- **ACTIVITY 1**
Pull out the passage of the essay on teaching and research starting with "Currently, I am" and going on through "Charlottesville, 1996, pp-31-37.", copying it word for word.
- **ACTIVITY 2**
Answer these questions using facts stated in the essay on teaching and research:
(a) What do conventional teaching methods consist of?
(b) What happens to the lectures of a teacher who gives lectures without doing research?
(c) In what field is the writer currently doing research?

- **EXTRACT**

Teaching and Research

– Deepak Subedi
I would like to quote a Chinese proverb to begin my article. “To hear is to forget, to see is to remember and to do is to understand”. In fact, to understand something one has to go through it. Hearing and seeing are not enough. This fact is of crucial importance in teaching as well as in research. Teaching is an art of transferring knowledge to create new knowledge. However, research is neither an art that can be taught nor a set of rules and regulations to follow. It is a skill that can be acquired and whose acquisition can be supported by training. It is not the case that one day we are unskilled in a field and the next day we are experts. There are steps and phases in the acquisition of skills. It requires a continuous effort for a long time in a particular area to be skilled.
In the words of Peter Baumgartner and Sabine Pyar, research based education system became necessary because of the interconnected problems, rapidly changing unstable environments and indeterminate future of the modern society. The conventional teaching methods consist of procedural knowledge for solving pre-defined problems. Several evidences have shown that traditional education system has not been successful in stimulating creative thinking in students. What is required for the students is the active skill of framing problems, designing desirable changes and inventing ways to bring these changes about. The complex nature of the problems in modern society show that much of the knowledge that students have been taught cannot be helpful in real- life problems. They are taught to solve a particular type of pre-defined problems and this knowledge certainly cannot help in solving newly emerging complex problems.   
Cloude Cohen says that research and teaching are complementary activities which cannot be dissociated. In fact, if a teacher gives lectures without doing research the lectures becomes rapidly obsolete because such lectures do not follow the progress of science. On the other hand, it is very important for a research scientist to give lectures for improving his/her research. When a researcher tries to explain scientific concepts in the clearest possible ways, he/she gets new interesting ideas and physical insights which can stimulate new directions of results. This is perhaps an exact explanation of the relation between teaching and research. Hence research and teaching are complements of each other.  
Currently, I am involved in research in the field of surface energy of polymers which consists of measurement of contact angle of liquid drops made on solid surfaces. I am giving my lectures in the same filed for the students of applied science. In my experience,  I have found that my research work has helped me a lot in my teaching whereas the preparation of regular lectures has given me new insights in my research work. I am of the opinion that new generation of students should be taught on research-based education system so as to enable them to fight with the new challenges of the rapidly developing world.
 
Works Consulted
  • Baumgartner, P., Pyar, S. Learning as action: A social science approach to the evaluation of  interactive media: Carlson, P., Makedon, (eds) F. Proceedings of ED-MEDIA 96, AACE Charlottesville, 1996, pp-31-37.  
  •  Claude Cohen Jannoudji. Adventure with cold atoms in: One Hundred Reasons to    be a scientist, 2nd Ed, ICTP, 2004.

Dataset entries
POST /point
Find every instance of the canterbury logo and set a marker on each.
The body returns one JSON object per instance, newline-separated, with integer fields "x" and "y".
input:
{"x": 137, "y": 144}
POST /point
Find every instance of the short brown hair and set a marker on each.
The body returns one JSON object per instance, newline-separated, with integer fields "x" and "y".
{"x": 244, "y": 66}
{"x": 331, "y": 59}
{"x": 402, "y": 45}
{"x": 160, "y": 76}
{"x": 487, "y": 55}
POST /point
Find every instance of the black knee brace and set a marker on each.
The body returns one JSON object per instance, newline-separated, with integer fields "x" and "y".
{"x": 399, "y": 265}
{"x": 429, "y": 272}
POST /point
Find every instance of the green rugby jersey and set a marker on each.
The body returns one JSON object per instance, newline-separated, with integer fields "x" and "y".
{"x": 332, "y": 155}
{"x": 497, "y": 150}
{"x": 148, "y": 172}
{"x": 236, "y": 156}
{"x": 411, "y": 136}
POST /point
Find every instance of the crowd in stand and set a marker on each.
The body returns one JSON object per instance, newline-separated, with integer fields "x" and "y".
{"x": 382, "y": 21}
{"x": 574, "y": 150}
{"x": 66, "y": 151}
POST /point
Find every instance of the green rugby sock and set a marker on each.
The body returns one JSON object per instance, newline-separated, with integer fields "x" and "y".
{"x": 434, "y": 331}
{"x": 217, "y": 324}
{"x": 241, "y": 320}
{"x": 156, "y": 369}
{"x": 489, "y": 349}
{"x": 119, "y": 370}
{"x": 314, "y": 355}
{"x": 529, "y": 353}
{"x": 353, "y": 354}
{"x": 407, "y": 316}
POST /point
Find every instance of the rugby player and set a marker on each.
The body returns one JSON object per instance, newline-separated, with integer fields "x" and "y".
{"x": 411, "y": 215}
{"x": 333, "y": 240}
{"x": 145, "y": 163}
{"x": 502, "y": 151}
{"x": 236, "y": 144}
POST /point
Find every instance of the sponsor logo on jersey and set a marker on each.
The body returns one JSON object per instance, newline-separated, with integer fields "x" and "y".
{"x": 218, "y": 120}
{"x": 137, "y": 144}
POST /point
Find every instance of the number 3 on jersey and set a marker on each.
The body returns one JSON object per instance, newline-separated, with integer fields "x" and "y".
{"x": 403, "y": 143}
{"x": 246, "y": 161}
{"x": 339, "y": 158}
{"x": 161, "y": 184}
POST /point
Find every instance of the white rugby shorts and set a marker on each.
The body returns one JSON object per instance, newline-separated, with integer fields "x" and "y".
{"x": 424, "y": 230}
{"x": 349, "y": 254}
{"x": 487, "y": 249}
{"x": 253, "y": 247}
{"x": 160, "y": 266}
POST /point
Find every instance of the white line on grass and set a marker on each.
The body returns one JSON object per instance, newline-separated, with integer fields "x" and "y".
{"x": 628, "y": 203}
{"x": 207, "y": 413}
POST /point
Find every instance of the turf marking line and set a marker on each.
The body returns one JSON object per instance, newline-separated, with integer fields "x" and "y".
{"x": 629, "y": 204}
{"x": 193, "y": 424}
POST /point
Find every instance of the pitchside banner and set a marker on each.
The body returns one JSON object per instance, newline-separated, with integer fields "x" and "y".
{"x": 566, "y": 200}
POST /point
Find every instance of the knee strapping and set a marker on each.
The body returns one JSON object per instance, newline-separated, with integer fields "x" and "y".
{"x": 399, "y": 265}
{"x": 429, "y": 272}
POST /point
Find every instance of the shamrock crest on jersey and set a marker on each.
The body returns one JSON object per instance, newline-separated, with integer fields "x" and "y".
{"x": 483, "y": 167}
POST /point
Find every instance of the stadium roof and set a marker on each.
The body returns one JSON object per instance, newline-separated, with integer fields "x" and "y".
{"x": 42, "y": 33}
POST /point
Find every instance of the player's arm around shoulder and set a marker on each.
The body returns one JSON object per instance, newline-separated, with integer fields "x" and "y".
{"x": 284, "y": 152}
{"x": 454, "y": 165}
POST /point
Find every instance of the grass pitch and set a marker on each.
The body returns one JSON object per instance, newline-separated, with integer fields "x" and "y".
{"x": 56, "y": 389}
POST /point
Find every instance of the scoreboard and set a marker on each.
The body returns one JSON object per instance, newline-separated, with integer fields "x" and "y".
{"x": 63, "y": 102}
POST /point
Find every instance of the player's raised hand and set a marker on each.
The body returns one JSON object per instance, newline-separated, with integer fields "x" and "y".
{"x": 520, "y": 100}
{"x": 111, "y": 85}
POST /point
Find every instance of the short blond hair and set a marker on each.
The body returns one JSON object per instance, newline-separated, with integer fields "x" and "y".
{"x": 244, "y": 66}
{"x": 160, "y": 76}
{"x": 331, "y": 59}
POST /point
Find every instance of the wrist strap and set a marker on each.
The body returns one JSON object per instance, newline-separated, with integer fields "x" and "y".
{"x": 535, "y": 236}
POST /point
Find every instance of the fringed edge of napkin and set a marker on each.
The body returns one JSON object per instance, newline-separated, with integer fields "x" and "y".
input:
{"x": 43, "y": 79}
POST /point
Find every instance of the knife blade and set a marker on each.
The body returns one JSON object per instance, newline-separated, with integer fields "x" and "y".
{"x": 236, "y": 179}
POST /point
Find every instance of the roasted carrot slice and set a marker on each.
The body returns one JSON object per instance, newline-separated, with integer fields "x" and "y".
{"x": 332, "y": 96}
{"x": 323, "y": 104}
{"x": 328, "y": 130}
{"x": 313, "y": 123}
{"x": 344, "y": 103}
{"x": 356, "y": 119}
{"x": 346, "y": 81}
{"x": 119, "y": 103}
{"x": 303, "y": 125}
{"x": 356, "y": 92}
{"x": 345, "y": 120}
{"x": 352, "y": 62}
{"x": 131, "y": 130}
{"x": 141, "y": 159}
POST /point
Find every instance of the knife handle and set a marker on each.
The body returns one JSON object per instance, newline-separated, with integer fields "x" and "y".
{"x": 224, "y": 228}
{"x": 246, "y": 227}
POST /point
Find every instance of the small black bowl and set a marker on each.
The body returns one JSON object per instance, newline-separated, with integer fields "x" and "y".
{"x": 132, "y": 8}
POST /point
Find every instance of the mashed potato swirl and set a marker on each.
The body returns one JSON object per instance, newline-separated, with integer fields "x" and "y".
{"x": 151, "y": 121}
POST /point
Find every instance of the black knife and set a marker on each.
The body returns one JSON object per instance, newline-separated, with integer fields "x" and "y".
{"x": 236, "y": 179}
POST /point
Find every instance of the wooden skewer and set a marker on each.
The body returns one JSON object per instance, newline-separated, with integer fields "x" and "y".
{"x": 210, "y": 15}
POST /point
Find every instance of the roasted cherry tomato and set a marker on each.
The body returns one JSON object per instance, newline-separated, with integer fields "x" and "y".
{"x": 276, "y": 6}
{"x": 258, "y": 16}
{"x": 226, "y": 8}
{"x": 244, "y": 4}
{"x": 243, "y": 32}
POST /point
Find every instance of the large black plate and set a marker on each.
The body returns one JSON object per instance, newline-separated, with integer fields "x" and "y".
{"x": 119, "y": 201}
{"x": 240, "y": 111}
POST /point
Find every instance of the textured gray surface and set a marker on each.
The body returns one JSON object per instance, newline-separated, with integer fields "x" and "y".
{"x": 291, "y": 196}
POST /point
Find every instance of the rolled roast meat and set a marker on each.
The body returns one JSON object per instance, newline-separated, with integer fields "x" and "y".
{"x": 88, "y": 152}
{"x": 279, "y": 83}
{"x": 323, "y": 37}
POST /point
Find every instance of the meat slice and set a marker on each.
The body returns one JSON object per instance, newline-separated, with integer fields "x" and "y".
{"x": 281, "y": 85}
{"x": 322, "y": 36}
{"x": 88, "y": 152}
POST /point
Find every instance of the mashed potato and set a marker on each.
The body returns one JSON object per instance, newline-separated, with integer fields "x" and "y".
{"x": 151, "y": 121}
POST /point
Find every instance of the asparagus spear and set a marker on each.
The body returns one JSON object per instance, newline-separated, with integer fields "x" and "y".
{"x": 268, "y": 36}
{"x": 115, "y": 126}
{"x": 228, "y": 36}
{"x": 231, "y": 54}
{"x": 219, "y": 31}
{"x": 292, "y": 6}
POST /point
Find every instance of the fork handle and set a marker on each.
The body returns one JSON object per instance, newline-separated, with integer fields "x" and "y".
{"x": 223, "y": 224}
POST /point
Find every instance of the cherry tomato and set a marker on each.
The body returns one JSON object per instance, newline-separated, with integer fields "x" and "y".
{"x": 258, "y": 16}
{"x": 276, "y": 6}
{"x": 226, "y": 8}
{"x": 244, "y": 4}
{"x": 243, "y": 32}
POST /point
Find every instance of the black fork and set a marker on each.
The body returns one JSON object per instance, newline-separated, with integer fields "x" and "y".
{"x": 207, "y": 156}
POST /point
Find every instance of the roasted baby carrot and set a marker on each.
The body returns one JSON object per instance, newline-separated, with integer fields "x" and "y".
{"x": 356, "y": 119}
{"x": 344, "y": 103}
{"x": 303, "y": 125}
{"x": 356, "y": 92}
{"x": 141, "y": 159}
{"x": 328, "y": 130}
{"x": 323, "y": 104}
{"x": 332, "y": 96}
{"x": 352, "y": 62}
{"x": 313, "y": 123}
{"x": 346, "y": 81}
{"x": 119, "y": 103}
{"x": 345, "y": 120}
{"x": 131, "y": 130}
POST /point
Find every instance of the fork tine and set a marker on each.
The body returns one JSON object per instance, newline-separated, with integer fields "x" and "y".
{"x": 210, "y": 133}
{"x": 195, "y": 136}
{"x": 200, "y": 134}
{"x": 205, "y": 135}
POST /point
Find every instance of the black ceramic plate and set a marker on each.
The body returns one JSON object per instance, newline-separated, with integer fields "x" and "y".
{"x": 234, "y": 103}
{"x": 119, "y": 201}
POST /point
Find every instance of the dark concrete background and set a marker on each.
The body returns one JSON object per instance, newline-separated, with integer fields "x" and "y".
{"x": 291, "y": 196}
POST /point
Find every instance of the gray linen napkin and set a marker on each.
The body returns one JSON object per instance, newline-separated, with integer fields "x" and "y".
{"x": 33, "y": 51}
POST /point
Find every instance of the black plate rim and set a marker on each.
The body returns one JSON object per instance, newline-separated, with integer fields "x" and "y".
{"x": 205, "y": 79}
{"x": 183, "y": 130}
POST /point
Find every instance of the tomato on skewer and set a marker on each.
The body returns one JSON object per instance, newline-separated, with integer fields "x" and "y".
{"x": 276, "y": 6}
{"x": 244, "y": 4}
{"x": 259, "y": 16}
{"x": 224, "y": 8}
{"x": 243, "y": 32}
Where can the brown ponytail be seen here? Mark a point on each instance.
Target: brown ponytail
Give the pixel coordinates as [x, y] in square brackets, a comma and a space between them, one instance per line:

- **EXERCISE SOLUTION 1**
Currently, I am involved in research in the field of surface energy of polymers which consists of measurement of contact angle of liquid drops made on solid surfaces. I am giving my lectures in the same filed for the students of applied science. In my experience,  I have found that my research work has helped me a lot in my teaching whereas the preparation of regular lectures has given me new insights in my research work. I am of the opinion that new generation of students should be taught on research-based education system so as to enable them to fight with the new challenges of the rapidly developing world.
 
Works Consulted
  • Baumgartner, P., Pyar, S. Learning as action: A social science approach to the evaluation of  interactive media: Carlson, P., Makedon, (eds) F. Proceedings of ED-MEDIA 96, AACE Charlottesville, 1996, pp-31-37.

- **EXERCISE SOLUTION 2**
(a) Procedural knowledge for solving pre-defined problems.
(b) They rapidly become obsolete because they do not follow the progress of science.
(c) Surface energy of polymers, which consists of measuring the contact angle of liquid drops made on solid surfaces.